Each record that follows should be repeated exactly, minus any images.

** Start **

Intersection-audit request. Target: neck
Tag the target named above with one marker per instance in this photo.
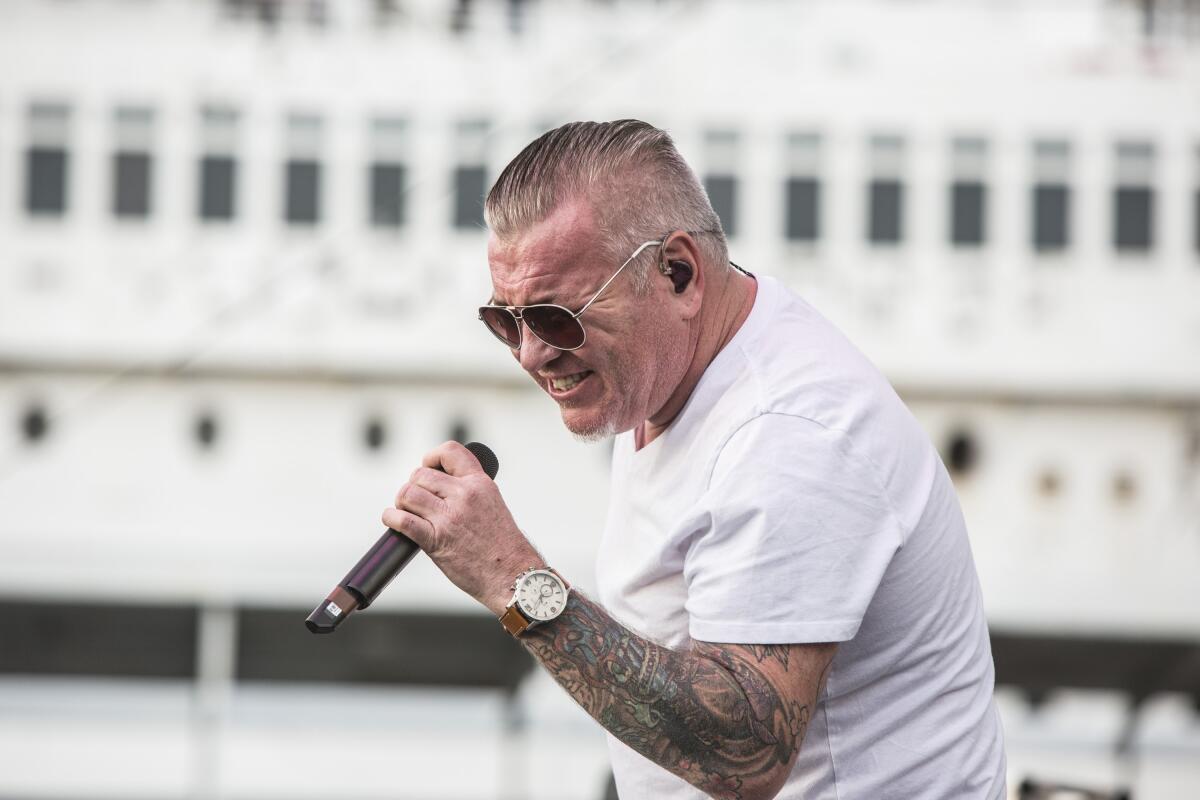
(719, 320)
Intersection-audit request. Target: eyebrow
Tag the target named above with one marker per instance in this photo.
(541, 300)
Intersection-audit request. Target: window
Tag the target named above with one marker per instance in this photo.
(217, 166)
(802, 188)
(1195, 202)
(720, 179)
(132, 164)
(47, 163)
(1133, 197)
(885, 206)
(969, 193)
(387, 174)
(1050, 200)
(471, 175)
(303, 170)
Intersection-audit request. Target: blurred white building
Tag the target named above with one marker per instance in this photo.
(240, 251)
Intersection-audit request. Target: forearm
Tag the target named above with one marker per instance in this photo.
(707, 715)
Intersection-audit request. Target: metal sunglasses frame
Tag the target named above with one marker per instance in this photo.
(517, 312)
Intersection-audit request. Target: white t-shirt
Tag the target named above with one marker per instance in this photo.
(795, 499)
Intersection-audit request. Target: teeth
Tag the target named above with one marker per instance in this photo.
(563, 384)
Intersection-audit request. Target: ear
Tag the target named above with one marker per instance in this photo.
(683, 272)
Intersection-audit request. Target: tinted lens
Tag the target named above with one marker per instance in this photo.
(503, 324)
(555, 326)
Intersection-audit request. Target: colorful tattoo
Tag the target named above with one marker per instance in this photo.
(708, 715)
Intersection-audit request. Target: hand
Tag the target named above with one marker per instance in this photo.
(462, 523)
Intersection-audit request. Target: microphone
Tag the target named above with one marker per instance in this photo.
(378, 566)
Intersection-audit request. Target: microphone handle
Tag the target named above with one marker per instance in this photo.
(390, 554)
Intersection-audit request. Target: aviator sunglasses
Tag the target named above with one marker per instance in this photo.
(556, 325)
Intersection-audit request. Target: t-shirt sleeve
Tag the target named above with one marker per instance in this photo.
(797, 536)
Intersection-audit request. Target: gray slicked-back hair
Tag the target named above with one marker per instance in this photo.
(637, 184)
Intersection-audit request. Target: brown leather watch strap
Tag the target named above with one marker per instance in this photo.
(514, 621)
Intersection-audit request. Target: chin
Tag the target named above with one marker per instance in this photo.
(591, 429)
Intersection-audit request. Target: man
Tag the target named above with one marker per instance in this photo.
(784, 561)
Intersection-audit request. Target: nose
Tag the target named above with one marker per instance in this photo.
(534, 354)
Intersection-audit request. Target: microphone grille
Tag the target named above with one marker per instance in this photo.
(487, 459)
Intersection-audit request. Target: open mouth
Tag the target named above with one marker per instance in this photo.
(567, 384)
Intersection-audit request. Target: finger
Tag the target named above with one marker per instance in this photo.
(432, 480)
(419, 500)
(409, 524)
(454, 459)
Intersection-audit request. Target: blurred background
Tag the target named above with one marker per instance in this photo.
(240, 250)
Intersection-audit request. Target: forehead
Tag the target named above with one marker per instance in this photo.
(547, 262)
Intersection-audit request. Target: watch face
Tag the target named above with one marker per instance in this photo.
(541, 595)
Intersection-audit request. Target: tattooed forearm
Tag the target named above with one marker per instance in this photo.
(709, 715)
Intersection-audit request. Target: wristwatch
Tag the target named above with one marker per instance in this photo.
(539, 595)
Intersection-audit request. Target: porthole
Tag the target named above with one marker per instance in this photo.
(375, 434)
(961, 452)
(35, 423)
(207, 431)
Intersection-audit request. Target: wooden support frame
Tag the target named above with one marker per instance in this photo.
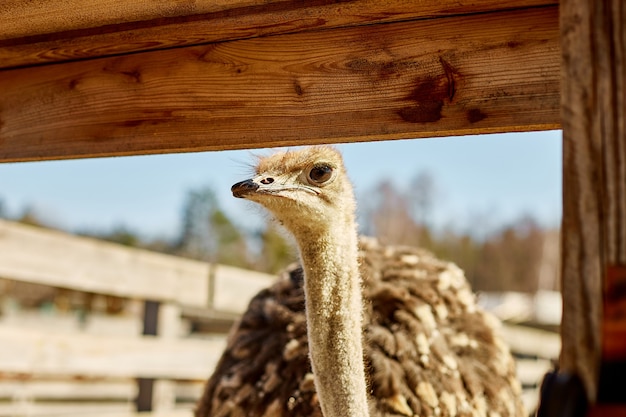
(593, 34)
(491, 72)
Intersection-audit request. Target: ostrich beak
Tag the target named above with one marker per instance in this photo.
(242, 188)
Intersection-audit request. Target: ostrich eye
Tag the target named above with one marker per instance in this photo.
(320, 173)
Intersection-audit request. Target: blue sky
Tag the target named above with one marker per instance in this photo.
(490, 179)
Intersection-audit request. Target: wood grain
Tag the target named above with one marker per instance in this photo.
(594, 173)
(62, 30)
(473, 74)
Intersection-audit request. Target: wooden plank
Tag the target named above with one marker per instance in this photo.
(41, 353)
(29, 390)
(531, 342)
(234, 290)
(471, 74)
(75, 29)
(530, 372)
(57, 259)
(65, 409)
(594, 173)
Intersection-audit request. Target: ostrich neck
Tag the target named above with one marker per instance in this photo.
(334, 309)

** End **

WRITTEN RESPONSE:
Intersection-audit request. Target: neck
Tag the target named above with one marker per instance in this photo.
(719, 320)
Intersection-audit request. Target: eyebrow
Tag the target named above with one marker per instance in this photo.
(541, 300)
Intersection-audit request. Target: window
Tag the target named above with one marker per instance in this photo.
(217, 166)
(802, 188)
(1195, 202)
(720, 179)
(132, 164)
(47, 163)
(1133, 197)
(885, 206)
(969, 193)
(387, 174)
(1050, 200)
(471, 175)
(303, 170)
Intersection-audit request. Target: blurred white building
Tag the target named above with one marker per instance in this photo.
(240, 251)
Intersection-audit request. Target: forearm
Tag the target named above with one marker per instance in this photo.
(707, 715)
Intersection-audit request. Target: metal sunglasses frame
Tag the target named above with one marker per instance in this photo.
(517, 312)
Intersection-audit request. Target: white t-shirt
Tag the target named above with one marker per instance in this photo.
(795, 499)
Intersection-audit request. Target: teeth
Tag the target named above with one marker per instance in this photo.
(563, 384)
Intersection-audit request. Target: ear
Tag the target named above with one marker per instance in this photo.
(683, 272)
Intersection-audit request. Target: tinted lens
Tag the target named above with one marker per instance in this photo.
(503, 324)
(555, 326)
Intersection-audit request. Target: colorful tattoo
Tag the target named above with one marker per instance in this photo.
(708, 715)
Intersection-audit request. Target: hand
Tag the target named above with one marker per instance in this photo.
(462, 523)
Intersection-audit request. Target: microphone
Tag the target named above with one marker per instance in this photo.
(378, 566)
Intersection-audit request. Target: microphone handle
Tag the target named above with one marker per instance in this photo.
(390, 554)
Intersection-audit request. Target: aviator sunglasses
Tag the target named above with one marker per instance in this photo.
(556, 325)
Intersection-audit request. Target: t-shirt sleeve
Tag the target named above with one marker per instance in this photo.
(797, 536)
Intersection-audit request. Target: gray slicked-back hair
Tag the target named above with one marker per instance in this photo.
(637, 184)
Intersection-audit request. Target: brown leather watch strap
Tag the target named above with one marker per instance in this photo.
(514, 621)
Intersection-audit request. Target: chin
Tag the target named above with one marker per instance in this photo.
(591, 429)
Intersection-audit request. Target: man
Tag the target named above with one marker per instance in this photo.
(784, 561)
Intersection-audit request. Target: nose
Tag the target named above with one marker per instance in this photo.
(534, 354)
Intersection-audit request. Target: microphone grille
Tag the target named above with one marker per instance in this photo.
(487, 459)
Intersection-audit request. Target: open mouth
Tag the target named above with one marker per instance in this photo.
(567, 384)
Intersection-audit request. Target: finger
Tag the target named above with one marker per instance in this photo.
(432, 480)
(419, 500)
(409, 524)
(454, 459)
Intersection-audit request. Target: blurred background
Tag the target named above with one marker per instance in this photo.
(240, 250)
Intersection-audit request. Target: forehead
Tag the target named above with one marker per instance in this photo.
(547, 262)
Intersection-audit request. Target: watch face
Tag the target named above with one marker per instance in this photo.
(541, 595)
Intersection-audit request. Target: tattooed forearm
Tag the target named above with one marker per instance in this photo.
(709, 715)
Intersection-audit request. Target: wristwatch
Tag the target named above with one marker per instance in this photo.
(539, 595)
Intersection-audit request. Target: porthole
Tag the target named above with one marker per instance in this photo.
(375, 434)
(961, 452)
(35, 423)
(207, 431)
Intersection-audit request. Target: wooden support frame
Tag the target named above with one marker per instance in this photo.
(593, 34)
(491, 72)
Intersection-audit request. Target: ostrich beak
Tag the target named above with one marker per instance in this photo.
(242, 188)
Intersection-audit request. Target: ostrich eye
Tag the target named above with one marker per instance in this photo.
(320, 173)
Intersection-audit request. Target: blue sky
Tag the target named above with one marker per instance in this photo.
(490, 179)
Intersection-audit request. Target: wood grain
Tag the target named above with one marker per instance in this photo.
(594, 173)
(62, 30)
(473, 74)
Intersection-audit request. Target: wooden plank
Tag the target named above with one marker per instance in this photo.
(41, 353)
(29, 390)
(531, 342)
(234, 290)
(471, 74)
(75, 29)
(530, 372)
(57, 259)
(65, 409)
(594, 173)
Intersection-audit request. Target: ostrich neck
Tag the target named above with one marker per instance in this photo.
(334, 309)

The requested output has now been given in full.